→ 文書抜粋:

六波羅蜜 『禅定(ぜんじょう)』
 
 
お坊さんの修行って…。
いったいどんなことをやっているの?
 
 
そんな質問を受けることがあります。
 
 
普段は特別なことをやっているわけではありません。
(お坊さん向けのカリキュラムのような修行もありますが…。)
 
 
基本的に『日常生活』がそのまま仏道修行という感じです。
 
 
難しいことをやっているわけではないので、
この機会に今日から一週間、
私と一緒に仏道修行をして
素敵人を目指してみましょう。
 
 
 
般若心経というお経の中に、
『波羅蜜(はらみつ)』
とか
『波羅蜜多(はらみった)』
という言葉が頻繁に出てきます。
 
 
おじいちゃんおばちゃんが、
仏壇でぼそぼそとお唱えしていたりして、
耳にしたことがある人もいるかもしれません。
 
 
そもそも、
『波羅蜜多(はらみった)』とは…
悟りの(迷いの無い)世界に到達すること。
という意味です。
 
 
そして、
悟りの世界に到達する為の修行に、
『六波羅蜜』
というのがあります。
 
 
六波羅蜜を簡単に説明すると、
布施・持戒・忍辱・精進・禅定・知恵
の六つの修行のことです。
 
 
 
今日は、
『禅定(ぜんじょう)』
についてお話したいと思います。
 
 
 
 
心が穏やかで暖かみのある人は、
他人の凍りついた心を癒すことができます。
 
 
禅定とは、
『心が静まっていて、温度が高い状態』
です。
 
 
意外と普段、
心の温度のことまでは考えないでしょ?
 
 
でも、
心の温度はかなり大切なことだったりします。
 
 
心は穏やかでもいいのですが、
温度が低くなると大変なことになります。
 
 
実際に昔、
こんな体験をしたことがあります。
 
 
 
当時は若者の間で、
何事も一生懸命にやることを、
恥ずかしいと思うような風潮がありました。

→ データ抜粋:

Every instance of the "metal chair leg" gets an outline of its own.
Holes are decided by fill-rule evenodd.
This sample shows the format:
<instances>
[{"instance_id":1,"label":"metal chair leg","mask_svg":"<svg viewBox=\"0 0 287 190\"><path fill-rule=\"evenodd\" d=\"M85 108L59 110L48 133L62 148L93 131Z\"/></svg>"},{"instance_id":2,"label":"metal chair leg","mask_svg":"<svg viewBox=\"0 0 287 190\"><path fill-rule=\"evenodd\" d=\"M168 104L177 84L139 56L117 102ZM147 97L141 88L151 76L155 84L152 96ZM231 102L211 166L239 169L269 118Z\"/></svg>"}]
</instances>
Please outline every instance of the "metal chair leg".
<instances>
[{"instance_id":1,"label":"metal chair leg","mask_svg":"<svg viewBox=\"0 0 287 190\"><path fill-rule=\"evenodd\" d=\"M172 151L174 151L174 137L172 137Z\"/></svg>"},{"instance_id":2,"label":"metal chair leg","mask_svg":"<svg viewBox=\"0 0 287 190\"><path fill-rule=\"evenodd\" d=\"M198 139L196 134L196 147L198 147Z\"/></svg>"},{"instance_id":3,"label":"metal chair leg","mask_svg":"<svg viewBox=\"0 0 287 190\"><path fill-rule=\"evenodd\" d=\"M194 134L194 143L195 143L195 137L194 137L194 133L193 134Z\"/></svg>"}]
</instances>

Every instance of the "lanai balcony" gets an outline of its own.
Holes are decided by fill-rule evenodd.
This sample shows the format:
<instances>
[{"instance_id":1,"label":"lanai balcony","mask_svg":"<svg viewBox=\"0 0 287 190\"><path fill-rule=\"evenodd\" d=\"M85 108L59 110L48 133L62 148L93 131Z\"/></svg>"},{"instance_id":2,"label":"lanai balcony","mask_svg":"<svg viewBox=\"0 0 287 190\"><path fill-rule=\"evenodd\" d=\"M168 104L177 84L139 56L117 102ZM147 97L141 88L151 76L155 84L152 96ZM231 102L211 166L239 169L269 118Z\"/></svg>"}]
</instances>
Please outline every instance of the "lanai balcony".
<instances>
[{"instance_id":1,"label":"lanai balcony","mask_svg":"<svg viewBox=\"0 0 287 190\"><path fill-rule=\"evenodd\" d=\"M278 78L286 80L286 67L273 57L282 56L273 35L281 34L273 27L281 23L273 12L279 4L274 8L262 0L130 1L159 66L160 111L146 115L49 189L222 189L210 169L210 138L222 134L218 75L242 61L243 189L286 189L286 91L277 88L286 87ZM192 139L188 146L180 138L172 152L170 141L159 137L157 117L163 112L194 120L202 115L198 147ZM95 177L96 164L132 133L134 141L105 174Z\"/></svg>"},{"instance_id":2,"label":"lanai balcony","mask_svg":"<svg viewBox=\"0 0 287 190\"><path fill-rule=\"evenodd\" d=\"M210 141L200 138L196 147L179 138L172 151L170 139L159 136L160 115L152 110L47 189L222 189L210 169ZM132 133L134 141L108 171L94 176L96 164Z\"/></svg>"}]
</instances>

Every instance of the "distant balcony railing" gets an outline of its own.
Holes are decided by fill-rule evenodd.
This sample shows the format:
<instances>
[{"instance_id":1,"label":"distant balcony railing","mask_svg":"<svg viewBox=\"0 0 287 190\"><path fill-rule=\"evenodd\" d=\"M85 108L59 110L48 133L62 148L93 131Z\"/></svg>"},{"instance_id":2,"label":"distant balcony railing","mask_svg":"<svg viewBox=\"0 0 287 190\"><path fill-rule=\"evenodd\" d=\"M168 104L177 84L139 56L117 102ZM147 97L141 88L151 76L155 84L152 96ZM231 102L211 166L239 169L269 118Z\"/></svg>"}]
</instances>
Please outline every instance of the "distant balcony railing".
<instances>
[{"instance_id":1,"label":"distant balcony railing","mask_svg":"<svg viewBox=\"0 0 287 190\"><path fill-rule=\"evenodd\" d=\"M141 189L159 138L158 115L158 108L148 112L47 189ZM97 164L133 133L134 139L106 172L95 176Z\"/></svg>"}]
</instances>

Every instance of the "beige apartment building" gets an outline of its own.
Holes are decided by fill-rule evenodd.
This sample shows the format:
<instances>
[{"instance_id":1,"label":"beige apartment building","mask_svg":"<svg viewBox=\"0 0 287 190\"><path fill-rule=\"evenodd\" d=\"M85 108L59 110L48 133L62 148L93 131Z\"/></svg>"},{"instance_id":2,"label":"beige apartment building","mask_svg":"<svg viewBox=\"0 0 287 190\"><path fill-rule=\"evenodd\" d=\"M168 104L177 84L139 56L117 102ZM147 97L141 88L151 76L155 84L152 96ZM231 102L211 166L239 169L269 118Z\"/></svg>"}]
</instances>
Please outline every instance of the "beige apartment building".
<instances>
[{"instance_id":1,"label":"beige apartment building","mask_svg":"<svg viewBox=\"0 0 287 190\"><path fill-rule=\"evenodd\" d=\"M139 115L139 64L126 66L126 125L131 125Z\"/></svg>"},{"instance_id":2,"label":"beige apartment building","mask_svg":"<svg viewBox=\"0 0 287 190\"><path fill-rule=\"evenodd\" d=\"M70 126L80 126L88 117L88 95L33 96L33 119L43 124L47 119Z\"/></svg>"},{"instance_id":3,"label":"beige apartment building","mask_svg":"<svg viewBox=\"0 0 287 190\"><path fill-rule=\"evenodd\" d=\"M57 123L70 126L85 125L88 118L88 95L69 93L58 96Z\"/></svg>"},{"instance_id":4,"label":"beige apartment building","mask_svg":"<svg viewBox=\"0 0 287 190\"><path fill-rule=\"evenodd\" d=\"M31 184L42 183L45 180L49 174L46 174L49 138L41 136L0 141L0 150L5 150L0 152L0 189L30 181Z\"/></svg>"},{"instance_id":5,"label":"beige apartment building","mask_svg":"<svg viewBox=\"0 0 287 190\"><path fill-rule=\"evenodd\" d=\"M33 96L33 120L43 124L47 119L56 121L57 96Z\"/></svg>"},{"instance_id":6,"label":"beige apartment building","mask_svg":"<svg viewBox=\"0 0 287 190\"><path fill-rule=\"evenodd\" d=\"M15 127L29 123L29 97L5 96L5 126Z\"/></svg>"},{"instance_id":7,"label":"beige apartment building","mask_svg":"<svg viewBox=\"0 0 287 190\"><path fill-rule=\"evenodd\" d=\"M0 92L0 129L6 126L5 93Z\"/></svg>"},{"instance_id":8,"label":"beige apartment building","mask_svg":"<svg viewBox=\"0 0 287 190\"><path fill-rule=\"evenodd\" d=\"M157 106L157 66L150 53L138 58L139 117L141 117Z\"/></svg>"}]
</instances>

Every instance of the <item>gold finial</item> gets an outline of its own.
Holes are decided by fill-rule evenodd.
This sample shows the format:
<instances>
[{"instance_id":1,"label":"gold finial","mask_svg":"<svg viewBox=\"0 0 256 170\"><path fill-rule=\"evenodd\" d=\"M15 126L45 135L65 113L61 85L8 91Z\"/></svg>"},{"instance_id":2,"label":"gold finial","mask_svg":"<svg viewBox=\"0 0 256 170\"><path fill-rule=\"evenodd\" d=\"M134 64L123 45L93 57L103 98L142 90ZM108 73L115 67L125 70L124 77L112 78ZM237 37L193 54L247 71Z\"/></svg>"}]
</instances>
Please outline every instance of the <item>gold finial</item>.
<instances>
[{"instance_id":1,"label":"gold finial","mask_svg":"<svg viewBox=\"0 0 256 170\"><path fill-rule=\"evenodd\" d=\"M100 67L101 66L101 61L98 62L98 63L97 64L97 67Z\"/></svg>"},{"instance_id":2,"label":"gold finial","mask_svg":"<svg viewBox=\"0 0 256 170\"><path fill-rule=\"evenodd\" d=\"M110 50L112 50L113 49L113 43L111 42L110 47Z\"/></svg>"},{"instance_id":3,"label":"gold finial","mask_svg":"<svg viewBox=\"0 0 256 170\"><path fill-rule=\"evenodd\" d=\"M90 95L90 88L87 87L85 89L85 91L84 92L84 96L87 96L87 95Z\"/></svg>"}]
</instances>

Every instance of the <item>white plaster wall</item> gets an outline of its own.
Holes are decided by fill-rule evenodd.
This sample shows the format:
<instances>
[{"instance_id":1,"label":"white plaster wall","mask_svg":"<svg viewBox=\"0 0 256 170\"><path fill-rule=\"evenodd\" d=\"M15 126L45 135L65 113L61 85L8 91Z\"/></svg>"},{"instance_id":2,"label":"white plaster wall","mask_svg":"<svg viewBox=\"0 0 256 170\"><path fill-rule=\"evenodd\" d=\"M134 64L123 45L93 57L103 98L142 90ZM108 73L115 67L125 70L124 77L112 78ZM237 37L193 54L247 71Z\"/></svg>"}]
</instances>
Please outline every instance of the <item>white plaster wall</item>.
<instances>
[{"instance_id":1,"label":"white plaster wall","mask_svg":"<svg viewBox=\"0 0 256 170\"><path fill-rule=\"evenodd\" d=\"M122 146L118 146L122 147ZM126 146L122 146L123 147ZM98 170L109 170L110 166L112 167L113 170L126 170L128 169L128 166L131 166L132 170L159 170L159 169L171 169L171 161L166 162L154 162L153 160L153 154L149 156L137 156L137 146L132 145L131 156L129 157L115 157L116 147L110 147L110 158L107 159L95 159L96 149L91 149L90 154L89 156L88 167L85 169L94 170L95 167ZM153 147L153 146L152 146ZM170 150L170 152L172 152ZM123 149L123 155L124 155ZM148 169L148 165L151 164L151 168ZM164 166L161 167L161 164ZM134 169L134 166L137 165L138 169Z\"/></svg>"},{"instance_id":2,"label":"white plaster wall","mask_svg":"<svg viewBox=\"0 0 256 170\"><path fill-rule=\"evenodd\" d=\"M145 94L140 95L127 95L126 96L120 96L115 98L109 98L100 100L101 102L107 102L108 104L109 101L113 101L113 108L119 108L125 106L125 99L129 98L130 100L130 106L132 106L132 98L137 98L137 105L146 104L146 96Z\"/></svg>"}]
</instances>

→ 作業指示:
禅定についての文章をもとに、次の問いに答えよ。
(a) 『波羅蜜多』はどういう意味か。
(b) 六波羅蜜とされる六つの修行は何か。
(c) 禅定とはどのような状態か。
このデータは別の出典から取ったものである。

→ 想定解答:
(a) 悟りの(迷いの無い)世界に到達すること。
(b) 布施・持戒・忍辱・精進・禅定・知恵。
(c) 心が静まっていて、温度が高い状態。